### Extrait du document:
********************

Au-delà de l’aspect social et militant affirmé de cette plateforme de valorisation des aliments bio et locaux, pour conclure on peut reprendre l’article de Périco Légasse paru dans Marianne du 3 novembre 2022 (dont un extrait est photographié ci- dessous) : « Le plus important c’est ce que mangent nos enfants »

 

  

    Pour le déjeuner notre boucle gersoise continua vers le sud, jusqu’à Miélan, où le restaurant La P’tite Marmite Gasconne a été choisi pour la qualité de son menu du jour, exclusivement à base de produits locaux choisis et finement cuisinés depuis plus de 20 ans, par Joelle et Erick. C’était aussi, avec les fraises Mara des bois très parfumées du dessert, une transition vers la ferme en aquaponie d’Eauzons située Aux Aussats, à quelques kilomètres, ou nous étions attendus. En y arrivant, outre la qualité des serres à double paroi gonflable, c’est l’environnement très fleuri, vibrant de pollinisateurs qui capte l’attention. Julien sera notre guide.

********************

### Liste des entrées:
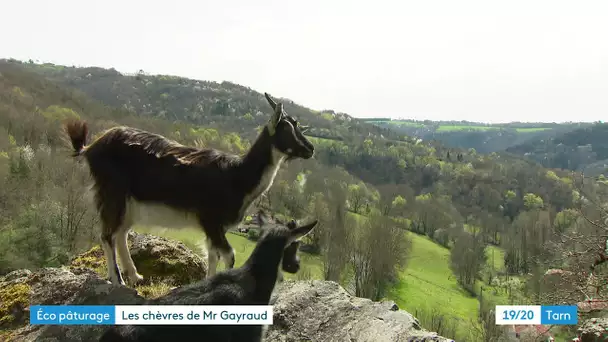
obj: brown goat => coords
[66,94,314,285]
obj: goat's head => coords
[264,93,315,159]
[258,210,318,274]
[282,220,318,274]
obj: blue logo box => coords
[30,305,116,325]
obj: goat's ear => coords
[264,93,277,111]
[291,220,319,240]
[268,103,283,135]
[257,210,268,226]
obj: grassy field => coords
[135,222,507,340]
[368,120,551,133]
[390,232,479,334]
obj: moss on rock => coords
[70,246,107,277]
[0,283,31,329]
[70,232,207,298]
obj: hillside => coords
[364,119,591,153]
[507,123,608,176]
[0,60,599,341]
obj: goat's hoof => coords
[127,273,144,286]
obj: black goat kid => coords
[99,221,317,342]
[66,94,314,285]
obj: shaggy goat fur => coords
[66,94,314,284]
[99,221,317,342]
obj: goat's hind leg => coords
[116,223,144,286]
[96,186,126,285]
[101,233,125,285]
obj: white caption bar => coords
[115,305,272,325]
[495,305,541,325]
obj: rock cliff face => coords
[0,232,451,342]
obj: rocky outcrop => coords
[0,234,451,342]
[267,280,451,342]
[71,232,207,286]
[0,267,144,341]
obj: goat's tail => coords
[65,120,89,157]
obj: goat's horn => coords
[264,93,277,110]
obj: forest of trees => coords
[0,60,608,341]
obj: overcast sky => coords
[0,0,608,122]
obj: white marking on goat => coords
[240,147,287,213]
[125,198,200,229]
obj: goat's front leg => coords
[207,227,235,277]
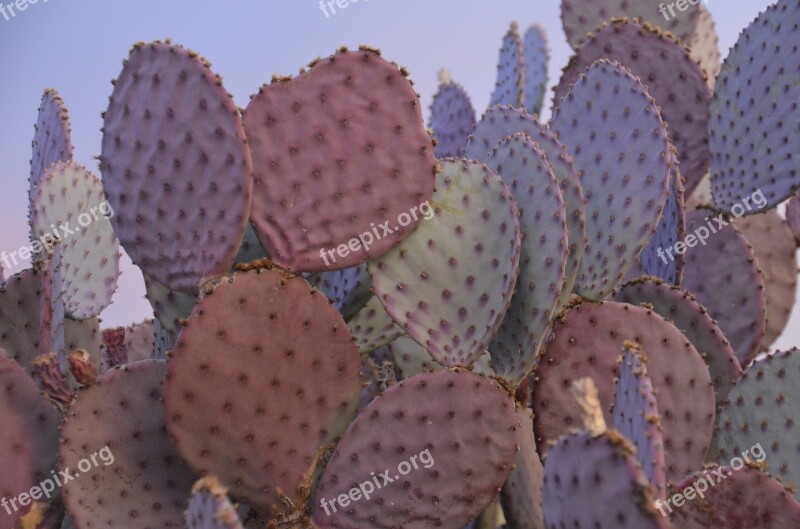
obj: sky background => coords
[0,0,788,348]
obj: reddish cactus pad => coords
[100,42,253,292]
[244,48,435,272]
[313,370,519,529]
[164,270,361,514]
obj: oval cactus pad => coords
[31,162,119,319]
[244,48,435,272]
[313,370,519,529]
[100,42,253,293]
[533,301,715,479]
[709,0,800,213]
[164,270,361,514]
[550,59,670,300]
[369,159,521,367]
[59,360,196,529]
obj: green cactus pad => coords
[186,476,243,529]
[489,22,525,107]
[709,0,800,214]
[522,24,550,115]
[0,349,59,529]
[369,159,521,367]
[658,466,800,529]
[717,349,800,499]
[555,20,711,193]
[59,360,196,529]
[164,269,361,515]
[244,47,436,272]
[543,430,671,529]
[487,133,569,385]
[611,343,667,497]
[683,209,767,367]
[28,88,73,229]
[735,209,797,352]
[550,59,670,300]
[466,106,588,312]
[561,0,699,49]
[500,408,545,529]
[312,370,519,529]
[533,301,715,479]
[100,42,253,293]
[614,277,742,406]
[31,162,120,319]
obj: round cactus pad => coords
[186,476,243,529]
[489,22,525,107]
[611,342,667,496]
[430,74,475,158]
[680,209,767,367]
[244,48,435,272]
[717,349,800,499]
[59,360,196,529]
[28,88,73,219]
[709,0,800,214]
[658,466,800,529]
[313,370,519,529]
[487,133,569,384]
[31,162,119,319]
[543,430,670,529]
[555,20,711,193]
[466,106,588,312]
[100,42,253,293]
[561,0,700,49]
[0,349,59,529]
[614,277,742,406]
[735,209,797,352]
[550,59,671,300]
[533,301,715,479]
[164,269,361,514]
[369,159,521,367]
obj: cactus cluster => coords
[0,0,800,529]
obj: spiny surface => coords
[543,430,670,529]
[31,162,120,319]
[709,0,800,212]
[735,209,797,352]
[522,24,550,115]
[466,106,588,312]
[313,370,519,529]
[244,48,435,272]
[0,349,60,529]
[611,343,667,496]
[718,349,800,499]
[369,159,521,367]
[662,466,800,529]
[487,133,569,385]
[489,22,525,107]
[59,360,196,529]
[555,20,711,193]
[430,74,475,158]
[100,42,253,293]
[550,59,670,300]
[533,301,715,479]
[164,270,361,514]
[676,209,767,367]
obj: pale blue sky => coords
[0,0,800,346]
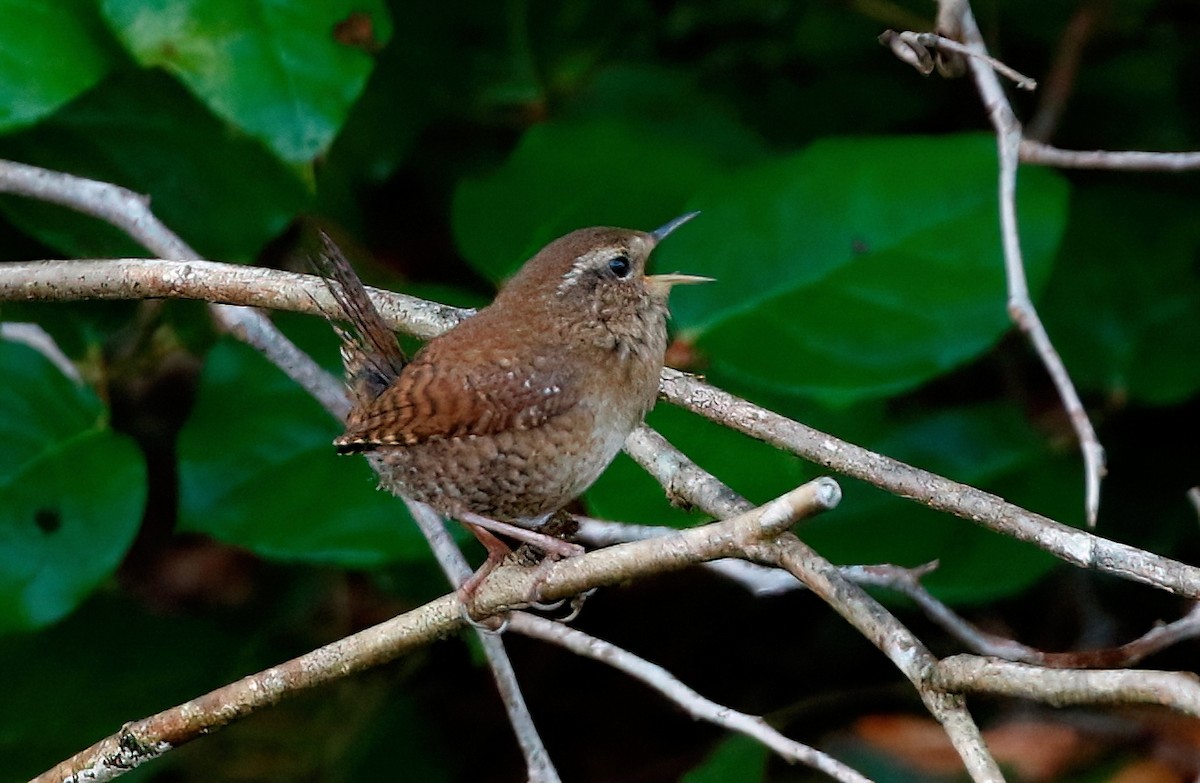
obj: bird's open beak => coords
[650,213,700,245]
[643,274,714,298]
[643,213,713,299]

********************

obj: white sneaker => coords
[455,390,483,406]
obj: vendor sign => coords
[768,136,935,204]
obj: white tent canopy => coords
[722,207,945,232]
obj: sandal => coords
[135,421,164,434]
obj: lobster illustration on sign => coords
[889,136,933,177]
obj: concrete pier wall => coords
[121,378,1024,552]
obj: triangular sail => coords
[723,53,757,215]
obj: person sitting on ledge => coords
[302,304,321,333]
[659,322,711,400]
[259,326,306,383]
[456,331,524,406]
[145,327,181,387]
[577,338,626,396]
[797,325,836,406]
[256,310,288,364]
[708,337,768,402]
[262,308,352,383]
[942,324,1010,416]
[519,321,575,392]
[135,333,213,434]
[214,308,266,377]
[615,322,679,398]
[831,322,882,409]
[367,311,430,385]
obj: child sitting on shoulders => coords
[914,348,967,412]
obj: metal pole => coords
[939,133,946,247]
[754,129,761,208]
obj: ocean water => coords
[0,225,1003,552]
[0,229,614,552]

********************

### Consigne:
Reproduisez à l'identique, dans l'extrait du document, tout ce qui va de « Pour le déjeuner » jusqu'à « sera notre guide. ».

### Résultat final:
Pour le déjeuner notre boucle gersoise continua vers le sud, jusqu’à Miélan, où le restaurant La P’tite Marmite Gasconne a été choisi pour la qualité de son menu du jour, exclusivement à base de produits locaux choisis et finement cuisinés depuis plus de 20 ans, par Joelle et Erick. C’était aussi, avec les fraises Mara des bois très parfumées du dessert, une transition vers la ferme en aquaponie d’Eauzons située Aux Aussats, à quelques kilomètres, ou nous étions attendus. En y arrivant, outre la qualité des serres à double paroi gonflable, c’est l’environnement très fleuri, vibrant de pollinisateurs qui capte l’attention. Julien sera notre guide.